■ **Actions to take**:
A – From the commentary on Fukuyama's The Origins of Political Order, reproduce the stretch from "Well, sure it's" through "before he started.", word for word.
B – Answer these questions about the commentary on Fukuyama's The Origins of Political Order:
(i) Around what year does the book halt?
(ii) Which scientist and which theory does the commentary use for its comparison?
(iii) According to the quoted passage, why has democracy prospered in the West?

Selected text Block Start

Fascinating! I'd be interested in learning whether other scholars agree with this interpretation, but unfortunately Meaney doesn't tell us. Instead we get this about Fukuyama's broad comparisons of the rule of law (a necessary precursor to a non-despotic state) under various historical regimes:

Despite Fukuyama’s assurances to the contrary, these sorts of forced comparisons create the impression that The Origins of Political Order is gamed from the beginning, with the book—and history—reaching its foregone climax in the Western European states that avoided Chinese and Indian excesses.

Well, sure it's gamed. But that's not because Fukuyama isn't playing fair, it's because he knows how history turned out. Like it or not, Western Europe did develop a globe-spanning empire before anyone else, and Fukuyama is quite legitimately interested in trying to figure out why. Maybe his conclusions are right, maybe they're wrong, but he doesn't really have any choice other than to seek answers to the question of how things actually turned out rather than how they might have turned out. It's like complaining that Einstein cheated when he developed General Relativity because he knew the real-world observations he had to explain before he started.

So what is Meaney's real problem? I think he gives himself away here:

Fukuyama curiously glides over the major historical problem in The Origins, which is, quite simply, that liberalism, capitalism and democracy have always been uneasy bedfellows. In its raw form, the principle of democracy—rule by and for the people—sits awkwardly with the defining principle of capitalist organization, which necessitates political arrangements that encourage unequal concentrations of wealth. Democracy has prospered in the West largely because its capitalist economies have redefined what democracy means.

Fukuyama may well be too convinced of the historical superiority of market-based democracy — though this hardly tallies with his supposed allergy toward economic-centric historical theories — but Meaney may be making more of this than he should. That there are tensions inherent in late capitalism is hardly an esoteric observation, and it's just not true that Origins "curiously glides over" the subject. It deliberately glides over it because it's a book about pre-Malthusian state building and halts around 1800. Volume 2 will tackle the past 200 years, which is where you'd expect Fukuyama to take up the interplay of liberalism, capitalism, and democracy in the modern world.

Selected text Block End
Supplied data Block Start

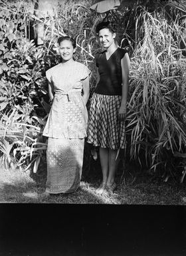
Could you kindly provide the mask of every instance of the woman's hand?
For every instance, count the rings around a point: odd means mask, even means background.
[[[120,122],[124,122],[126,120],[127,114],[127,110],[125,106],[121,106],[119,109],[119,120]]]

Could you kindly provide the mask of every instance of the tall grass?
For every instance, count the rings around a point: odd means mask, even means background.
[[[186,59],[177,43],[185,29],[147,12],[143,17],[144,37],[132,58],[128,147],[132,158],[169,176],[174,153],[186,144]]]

Supplied data Block End
Supplied data Block Start

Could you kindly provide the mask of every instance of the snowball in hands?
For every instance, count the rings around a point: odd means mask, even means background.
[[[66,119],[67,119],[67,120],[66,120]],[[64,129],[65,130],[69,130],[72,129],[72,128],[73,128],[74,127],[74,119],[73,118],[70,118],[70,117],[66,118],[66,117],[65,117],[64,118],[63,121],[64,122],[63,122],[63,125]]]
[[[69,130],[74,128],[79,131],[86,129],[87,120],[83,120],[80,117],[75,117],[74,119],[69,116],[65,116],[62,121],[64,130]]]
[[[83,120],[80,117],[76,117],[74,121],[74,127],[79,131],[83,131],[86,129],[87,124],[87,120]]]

Supplied data Block End

■ **Responses**:
A –
Well, sure it's gamed. But that's not because Fukuyama isn't playing fair, it's because he knows how history turned out. Like it or not, Western Europe did develop a globe-spanning empire before anyone else, and Fukuyama is quite legitimately interested in trying to figure out why. Maybe his conclusions are right, maybe they're wrong, but he doesn't really have any choice other than to seek answers to the question of how things actually turned out rather than how they might have turned out. It's like complaining that Einstein cheated when he developed General Relativity because he knew the real-world observations he had to explain before he started.

B –
(i) Around 1800.
(ii) Einstein and General Relativity.
(iii) Largely because its capitalist economies have redefined what democracy means.